### Short exercise 1
List the topics that the Airflow article says this part explains.
### Short exercise 2
Write out the Airflow article starting with "Airflow on Kubernetes, Part" and going on through "serious Postgres deployment.", swapping in "PostgreSQL" wherever "Postgres" appears.
### Short exercise 3
Decide whether each statement agrees with the Airflow article, and answer yes or no with the deciding words quoted from it.
(a) Postgres runs a separate backend process for every open connection.
(b) Heavy queries are what saturate the database first.
(c) PgBouncer is optional for a serious Postgres deployment.

==== Passage given

Airflow on Kubernetes, Part 2: The Metadata Database and PgBouncer

The metadata database is the one stateful thing Airflow cannot run without, and on Kubernetes it’s the component most likely to fall over under load, not because the queries are heavy, but because of how many connections Airflow opens. This part explains where those connections come from, how to size the SQLAlchemy pool, and why PgBouncer is mandatory rather than optional for any serious Postgres deployment.

Why Airflow hammers Postgres connection counts

PgBouncer earned its place in this stack for one concrete reason: Airflow opens a connection per task, and a busy cluster opens enough of them to take an RDS instance down. Postgres uses a process-per-connection model and every open connection is a separate backend process with its own memory so it’s the number of connections, not the weight of the queries, that saturates the database first.

========
==== Recorded data

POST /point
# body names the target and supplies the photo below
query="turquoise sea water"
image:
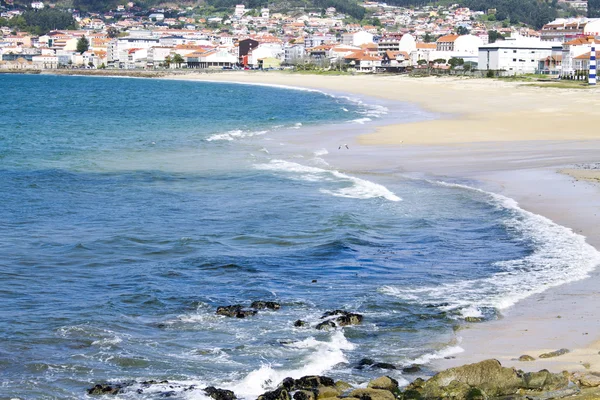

========

### Task output 1
1. Where Airflow's database connections come from
2. How to size the SQLAlchemy pool
3. Why PgBouncer is mandatory rather than optional for any serious Postgres deployment

### Task output 2
Airflow on Kubernetes, Part 2: The Metadata Database and PgBouncer

The metadata database is the one stateful thing Airflow cannot run without, and on Kubernetes it’s the component most likely to fall over under load, not because the queries are heavy, but because of how many connections Airflow opens. This part explains where those connections come from, how to size the SQLAlchemy pool, and why PgBouncer is mandatory rather than optional for any serious PostgreSQL deployment.

### Task output 3
(a) Yes: "every open connection is a separate backend process with its own memory"
(b) No: "it’s the number of connections, not the weight of the queries, that saturates the database first"
(c) No: "PgBouncer is mandatory rather than optional for any serious Postgres deployment"